* Task requirements *
Print, word for word, the part of the vector-angle problem below that lies between "Angle (in rad)" and "Answer: (A)", inclusive.

* Page excerpt *
[start]
Question

Angle (in rad) made by the vector $ \sqrt{3\widehat{i}}+\widehat{j} $ with the X-axis:

• A. $ \frac{\pi }{6} $
• B. $ \frac{\pi }{4} $
• C. $ \frac{\pi }{3} $
• D. $ \frac{\pi }{2} $

Answer 1

Answer: (A)

Let $ \vec{A}=\sqrt{3\hat{i}}+\hat{j} $ and $ \vec{B}=\hat{i} $ (unit vector along X-axis) $ =\vec{A}.\vec{B}=(\sqrt{3}\hat{i}+\hat{j}).\hat{i} $ $ =\sqrt{3}+0=\sqrt{3} $ $ (\because \,\,\hat{i}.\hat{i}=1,\,\hat{j}.\hat{i}=0) $ Also, $ |\vec{A}|=\sqrt{{{(\sqrt{3})}^{2}}+{{(1)}^{2}}}=\sqrt{3+1}=2 $ $ |\vec{B}|=\sqrt{{{(1)}^{2}}}=1 $ $ \because $ $ AB\,\cos \theta =\vec{A}.\vec{B} $ where $ \theta $ is the angle between vector $ \vec{A} $ and X - axis. $ \cos \theta =\frac{\vec{A}.\vec{B}}{AB}=\frac{\sqrt{3}}{2.1}=\frac{\sqrt{3}}{2}=\cos \frac{\pi }{6} $ $ \theta =\frac{\pi }{6}\,\text{ rad} $
[end]
* Supplied data *
[start]
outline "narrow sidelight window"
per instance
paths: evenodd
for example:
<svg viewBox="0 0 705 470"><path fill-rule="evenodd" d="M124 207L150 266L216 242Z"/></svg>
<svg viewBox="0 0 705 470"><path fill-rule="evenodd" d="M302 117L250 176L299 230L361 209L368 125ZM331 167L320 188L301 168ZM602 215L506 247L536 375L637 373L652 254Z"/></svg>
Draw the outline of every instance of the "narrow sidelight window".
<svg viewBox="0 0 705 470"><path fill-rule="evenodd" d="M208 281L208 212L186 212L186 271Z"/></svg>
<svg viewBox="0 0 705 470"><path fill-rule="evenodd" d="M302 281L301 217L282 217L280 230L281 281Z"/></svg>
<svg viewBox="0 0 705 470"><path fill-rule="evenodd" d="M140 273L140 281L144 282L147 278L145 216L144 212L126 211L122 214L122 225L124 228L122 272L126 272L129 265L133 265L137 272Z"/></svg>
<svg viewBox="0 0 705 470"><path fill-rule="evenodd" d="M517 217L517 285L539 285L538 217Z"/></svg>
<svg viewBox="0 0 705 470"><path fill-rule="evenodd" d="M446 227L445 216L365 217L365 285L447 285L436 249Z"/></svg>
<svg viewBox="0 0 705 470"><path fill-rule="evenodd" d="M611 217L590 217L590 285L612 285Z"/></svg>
[end]
* Output for this task *
Angle (in rad) made by the vector $ \sqrt{3\widehat{i}}+\widehat{j} $ with the X-axis:

• A. $ \frac{\pi }{6} $
• B. $ \frac{\pi }{4} $
• C. $ \frac{\pi }{3} $
• D. $ \frac{\pi }{2} $

Answer 1

Answer: (A)